The Idea (アイデア) are Japanese plate folders made by Rokuoh-sha, the manufacturing branch of Konishiroku (predecessor of Konica). This page is about the models made after the introduction of a metal body in 1930, existing in 6.5×9cm or 8×10.5cm size. These models replaced the Idea No.1 wooden models. All the metal Idea have a vertical body and split folding struts. Some cameras were sold under the name Weha Idea (ウエハーアイデア) by Yamamoto Shashinki-ten.
See also the other Idea models.
1930 model Edit
The Idea models released in 1930 were the first to have a metal body. The bellows have "one and a half" extension, and there is a small focusing index on the photographer's right, moving along a distance scale. The U-shaped front standard has rounded contours and allows vertical movements; it is pulled forward by two cylindrical pins. There is a brilliant finder, a wireframe hinged to the front standard and a small round eyepiece at the rear. There is a leather handle and a folding bed release at the top. The original ground glass hood has the name Rokuoh-sha embossed in the leather, and the metal plate holders and film pack holder also have ROKUOH-SHA inscribed in relief.

### SUPPLIED MATERIAL
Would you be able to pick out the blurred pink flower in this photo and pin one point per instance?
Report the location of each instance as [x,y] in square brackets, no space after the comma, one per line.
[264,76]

### SET TASKS
[1] Write out the part of the Idea camera page starting at "See also the" and ending at "inscribed in relief.".
[2] Answer these questions from the Idea camera page:
(a) Which company made the Idea plate folders?
(b) In what two sizes did the metal models exist?
(c) What name is embossed in the leather of the original ground glass hood?
[3] Pick up the Idea camera page after its final sentence and keep writing.

### OUTPUTS
[1]
See also the other Idea models.
1930 model Edit
The Idea models released in 1930 were the first to have a metal body. The bellows have "one and a half" extension, and there is a small focusing index on the photographer's right, moving along a distance scale. The U-shaped front standard has rounded contours and allows vertical movements; it is pulled forward by two cylindrical pins. There is a brilliant finder, a wireframe hinged to the front standard and a small round eyepiece at the rear. There is a leather handle and a folding bed release at the top. The original ground glass hood has the name Rokuoh-sha embossed in the leather, and the metal plate holders and film pack holder also have ROKUOH-SHA inscribed in relief.

[2]
(a) Rokuoh-sha, the manufacturing branch of Konishiroku.
(b) 6.5×9cm and 8×10.5cm.
(c) Rokuoh-sha.

[3]
The known surviving examples show some variations in the position of the brilliant finder and consequently in the shape of the lens standard. At least three types exist. The presumably older one, observed in 6.5×9cm size, has the brilliant finder centered above the lens; this finder is collapsible and has a square window. The presumably intermediate type, observed in 8×10.5cm size, has a large collapsible finder offset to the left, with a round window. The presumably late type, observed in 6.5×9cm size, has a smaller rigid finder offset to the left, with a round window, similar to that of the 1933 Idea.
The 1930 model exists in 6.5×9cm and 8×10.5cm size. In an advertisement in the June 1932 issue of Asahi Camera, the price is given as "from ¥35" for 6.5×9cm daimeishi size and "from ¥44" for 8×10.5cm tefuda size, with an f/6.8 lens.
|Advertisement in Asahi Camera June 1932. (Image rights)|
The camera was reportedly offered with the following lens and shutter combinations:
- Deltas f/6.8 lens by Wollensak, Gammax shutter by the same;
- Trinar f/6.3 lens by Rodenstock, Pronto shutter;
- Trinar f/6.3 lens by Rodenstock, Ibsor shutter;
- Velostigmat N°4 f/6.3 lens by Wollensak, Betax shutter by the same.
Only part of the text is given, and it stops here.